━━━ MATERIAL FOR THIS EXERCISE
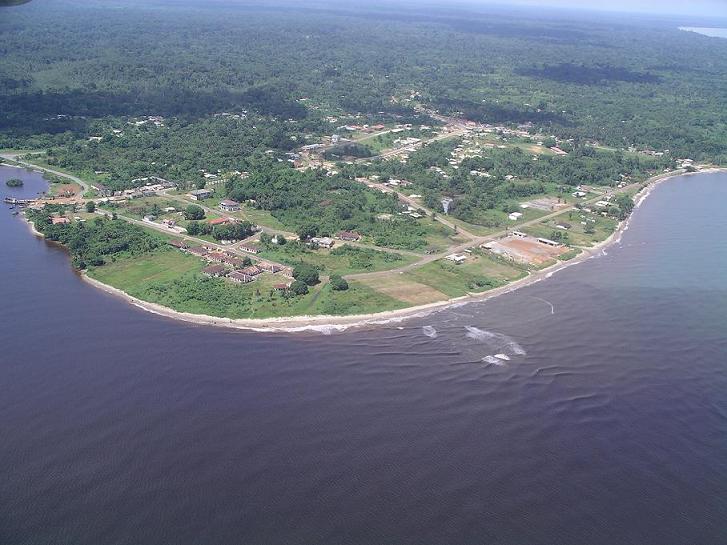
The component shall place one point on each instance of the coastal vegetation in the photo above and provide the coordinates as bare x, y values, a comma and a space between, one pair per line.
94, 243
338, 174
━━━━━━
━━━ MATERIAL FOR THIS EXERCISE
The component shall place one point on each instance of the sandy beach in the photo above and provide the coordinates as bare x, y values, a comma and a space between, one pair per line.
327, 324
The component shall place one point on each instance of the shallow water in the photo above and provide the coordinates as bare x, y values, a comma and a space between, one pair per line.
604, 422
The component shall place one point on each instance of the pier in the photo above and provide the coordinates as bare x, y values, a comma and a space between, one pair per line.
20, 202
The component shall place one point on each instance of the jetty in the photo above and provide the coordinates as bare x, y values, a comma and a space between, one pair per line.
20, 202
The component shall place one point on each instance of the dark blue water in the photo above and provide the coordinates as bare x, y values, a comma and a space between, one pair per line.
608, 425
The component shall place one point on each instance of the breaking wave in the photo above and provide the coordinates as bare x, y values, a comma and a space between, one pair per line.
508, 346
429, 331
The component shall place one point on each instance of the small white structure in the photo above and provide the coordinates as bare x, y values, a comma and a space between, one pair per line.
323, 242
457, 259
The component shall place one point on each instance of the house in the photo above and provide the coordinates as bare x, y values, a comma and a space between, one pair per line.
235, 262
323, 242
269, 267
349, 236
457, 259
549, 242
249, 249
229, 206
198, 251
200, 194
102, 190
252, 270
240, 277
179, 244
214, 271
━━━━━━
-- SHORT PROBLEM --
Pick out each line in the records above that contains the word "space" and copy those lines in full.

-- FINISHED EXERCISE --
The component shall place one point on each instance of the coastal vegetation in the photo above and provide the coordinates as bare x, y values, a comma and a space between, one pair per line.
The component shall place one point on each instance of the sandy beach in the photo above and provide the coordinates as bare x, y values, a comma and a space between, one pair per line.
The component shall place one point on each instance of the shallow water in the photo above and provide the coordinates as bare x, y values, a comma and a space between, one pair per line.
The component shall place one point on each instance of the pier in the photo above and provide the coordinates as bare x, y values, a comma and a space between, one pair per line.
The component shall place one point on each instance of the jetty in the photo above and provide the coordinates as bare x, y values, a comma and a space between, one pair per line.
The component shall place one point on each instance of the dark blue water in the photo above and provide the coordinates as bare x, y values, a comma and a space between, one pair per line.
The component shall place one point on each instance of the breaking wave in the photo above and provide the coordinates as bare x, y values, a comma and a space between, one pair per line.
The component shall place one point on each instance of the small white structure in the photo above and provide the coordinates as bare x, y values, a comma and a space between, one pair per line.
The component shall place one point on each instance of the house in the photo above and provide the coordinates as bare x, y values, a comma and a space between, one pair per line.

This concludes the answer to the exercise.